##### Records provided

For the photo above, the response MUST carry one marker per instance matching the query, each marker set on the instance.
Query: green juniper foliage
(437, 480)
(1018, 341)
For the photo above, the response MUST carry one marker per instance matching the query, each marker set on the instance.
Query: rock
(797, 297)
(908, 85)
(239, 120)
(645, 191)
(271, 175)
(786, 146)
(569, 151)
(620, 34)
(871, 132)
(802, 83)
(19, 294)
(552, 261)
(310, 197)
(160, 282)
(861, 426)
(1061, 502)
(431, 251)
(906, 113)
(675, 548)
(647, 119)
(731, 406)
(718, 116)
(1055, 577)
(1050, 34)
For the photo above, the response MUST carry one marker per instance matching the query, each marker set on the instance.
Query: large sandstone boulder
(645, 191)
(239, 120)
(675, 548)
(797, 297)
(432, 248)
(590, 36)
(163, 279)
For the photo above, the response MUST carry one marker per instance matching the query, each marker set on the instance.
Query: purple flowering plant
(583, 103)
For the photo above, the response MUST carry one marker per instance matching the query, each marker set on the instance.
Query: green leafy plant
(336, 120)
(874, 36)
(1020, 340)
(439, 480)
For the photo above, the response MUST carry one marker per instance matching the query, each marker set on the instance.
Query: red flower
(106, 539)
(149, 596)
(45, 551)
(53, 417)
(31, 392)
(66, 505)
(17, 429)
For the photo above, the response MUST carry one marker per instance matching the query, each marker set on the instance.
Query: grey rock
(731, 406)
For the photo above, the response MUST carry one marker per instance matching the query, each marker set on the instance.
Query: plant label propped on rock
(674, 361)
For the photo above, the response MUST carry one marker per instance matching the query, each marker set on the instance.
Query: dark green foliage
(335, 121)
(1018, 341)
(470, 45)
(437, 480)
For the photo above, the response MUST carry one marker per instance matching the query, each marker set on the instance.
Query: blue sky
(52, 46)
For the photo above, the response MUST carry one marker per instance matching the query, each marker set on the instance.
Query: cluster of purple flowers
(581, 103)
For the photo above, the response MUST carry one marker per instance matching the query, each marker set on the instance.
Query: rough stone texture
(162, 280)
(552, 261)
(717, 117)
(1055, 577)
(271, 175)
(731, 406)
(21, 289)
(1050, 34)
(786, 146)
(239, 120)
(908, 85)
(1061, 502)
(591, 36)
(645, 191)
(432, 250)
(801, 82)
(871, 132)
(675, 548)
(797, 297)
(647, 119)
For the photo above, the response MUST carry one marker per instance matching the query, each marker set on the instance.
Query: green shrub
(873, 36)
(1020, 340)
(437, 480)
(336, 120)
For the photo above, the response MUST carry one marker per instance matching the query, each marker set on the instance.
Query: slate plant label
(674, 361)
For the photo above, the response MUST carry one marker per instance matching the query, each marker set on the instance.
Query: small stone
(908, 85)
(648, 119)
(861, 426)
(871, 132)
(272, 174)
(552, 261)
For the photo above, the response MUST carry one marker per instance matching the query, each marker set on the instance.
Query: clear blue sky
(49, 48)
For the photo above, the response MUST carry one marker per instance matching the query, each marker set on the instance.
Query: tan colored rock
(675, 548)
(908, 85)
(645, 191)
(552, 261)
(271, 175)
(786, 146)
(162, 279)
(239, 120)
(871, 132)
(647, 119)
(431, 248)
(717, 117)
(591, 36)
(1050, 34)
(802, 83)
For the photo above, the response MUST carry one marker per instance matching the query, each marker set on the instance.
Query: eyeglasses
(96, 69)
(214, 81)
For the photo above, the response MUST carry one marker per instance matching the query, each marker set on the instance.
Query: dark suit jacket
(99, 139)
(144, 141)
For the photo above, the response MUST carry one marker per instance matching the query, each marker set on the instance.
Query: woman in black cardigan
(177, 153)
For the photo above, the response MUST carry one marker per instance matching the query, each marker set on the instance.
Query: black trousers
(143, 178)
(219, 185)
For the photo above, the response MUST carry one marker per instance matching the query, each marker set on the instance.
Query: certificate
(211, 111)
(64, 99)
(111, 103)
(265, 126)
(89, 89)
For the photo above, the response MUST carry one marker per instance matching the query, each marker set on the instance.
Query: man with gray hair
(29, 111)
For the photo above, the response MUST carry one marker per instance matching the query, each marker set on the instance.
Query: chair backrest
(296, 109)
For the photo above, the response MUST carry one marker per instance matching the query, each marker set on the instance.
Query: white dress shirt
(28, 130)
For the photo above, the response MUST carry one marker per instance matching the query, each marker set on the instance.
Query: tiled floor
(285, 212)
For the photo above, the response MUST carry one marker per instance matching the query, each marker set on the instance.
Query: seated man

##########

**Directions for this task**
The whole listing above is to be reproduced without any slip.

**Answer**
For the photo above, the response MUST carry one marker per instance matching the query, each marker set on the instance.
Query: green juniper foliage
(437, 480)
(1018, 341)
For the photo above, the response MUST carry one marker per instance matching the query, each marker set on the instance.
Query: rock
(797, 297)
(908, 85)
(239, 120)
(645, 191)
(271, 175)
(786, 146)
(569, 151)
(620, 34)
(871, 132)
(802, 83)
(19, 294)
(552, 261)
(310, 197)
(160, 282)
(861, 426)
(1061, 502)
(431, 251)
(906, 113)
(675, 548)
(647, 119)
(731, 406)
(718, 116)
(1055, 577)
(1050, 34)
For the photo above, the response MUST carry one marker per instance matching the query, each marker set on the instance.
Query: large sandstone boulder
(645, 191)
(239, 120)
(675, 548)
(797, 297)
(432, 248)
(590, 36)
(163, 279)
For the photo above, the response MUST carry one marker per instance matching the query, each marker set on the instance.
Query: purple flowering plant
(583, 103)
For the photo above, the response MUST carry one marker per instance matching the query, each marker set on the instance.
Query: green leafy plant
(336, 120)
(874, 36)
(1020, 340)
(439, 480)
For the photo above, the response MUST carry one marker per instance matching the query, each marker set on the instance.
Query: red flower
(106, 539)
(149, 596)
(45, 551)
(53, 417)
(31, 392)
(66, 505)
(17, 429)
For the photo above, the response MUST carry one marker per instance matching the query, each marker set on the instance.
Query: grey rock
(731, 406)
For the photo above, the response MUST carry one marker per instance matching the query, each marker set on the instance.
Query: plant label propped on rock
(674, 361)
For the photo above, the response MUST carry one marker per instance matching the query, each marker set on the instance.
Query: dark green foliage
(335, 121)
(1018, 341)
(470, 45)
(437, 480)
For the photo above, the response MUST carry one marker per instance matching the query, each marker set on the instance.
Query: blue sky
(52, 46)
For the photo above, the response MUST carry one marker per instance matching the query, each marker set on the instance.
Query: cluster of purple flowers
(581, 103)
For the photo above, the response MUST carry one marker per instance matching the query, each marker set on the instance.
Query: rough stone texture
(162, 280)
(552, 261)
(717, 117)
(1055, 577)
(271, 175)
(731, 406)
(21, 289)
(1050, 34)
(786, 146)
(239, 120)
(908, 85)
(1061, 502)
(591, 36)
(645, 191)
(432, 250)
(801, 82)
(871, 132)
(675, 548)
(797, 297)
(647, 119)
For the photo above, the response MUST carry one marker per instance matching the query, each marker set on the instance.
Query: green shrub
(873, 36)
(1020, 340)
(437, 480)
(336, 120)
For the photo above, the response MUST carry one marker per instance matching the query, each marker set on the instance.
Query: slate plant label
(674, 361)
For the photo above, the response MUST carry one marker per instance matching the query, each marker set on the instance.
Query: small stone
(908, 85)
(648, 119)
(861, 426)
(871, 132)
(272, 174)
(552, 261)
For the photo above, the response MUST carry one marker per instance matching the query, each marker set on the instance.
Query: clear blue sky
(49, 48)
For the photo above, the response MUST carry one marker per instance matching the query, each marker set on the instance.
Query: tan colored rock
(675, 548)
(908, 85)
(645, 191)
(552, 261)
(271, 175)
(786, 146)
(162, 279)
(239, 120)
(871, 132)
(647, 119)
(431, 248)
(717, 117)
(591, 36)
(1050, 34)
(802, 83)
For the photo above, the response MUST carry one marker per instance matching the query, each marker set on the instance.
Query: eyeglasses
(96, 69)
(214, 81)
For the photo above, the response MUST carry one marker per instance matching the query, each marker set on the instance.
Query: dark suit jacket
(99, 139)
(144, 141)
For the photo above, the response MUST carry one marker per instance matching the query, each marker set on the instance.
Query: woman in black cardigan
(177, 153)
For the photo above, the response MUST carry one marker per instance matching the query, each marker set on the instance.
Query: black trousers
(143, 178)
(219, 185)
For the photo above, the response MUST carry one marker per instance matching the query, each marker set on the instance.
Query: certificate
(211, 111)
(64, 99)
(111, 103)
(265, 126)
(89, 89)
For the photo above, the response MUST carry one marker per instance matching the query, each marker set on the instance.
Query: man with gray hair
(29, 111)
For the photo above, the response MUST carry one marker per instance matching the query, each marker set on the instance.
Query: chair backrest
(296, 109)
For the photo above, the response MUST carry one marker per instance matching the query, each marker set on the instance.
Query: white dress shirt
(28, 130)
For the photo above, the response MUST carry one marker per instance matching the query, each marker set on the instance.
Query: tiled floor
(285, 212)
For the photo above, the response MUST carry one marker per instance matching the query, each marker set on the instance.
Query: seated man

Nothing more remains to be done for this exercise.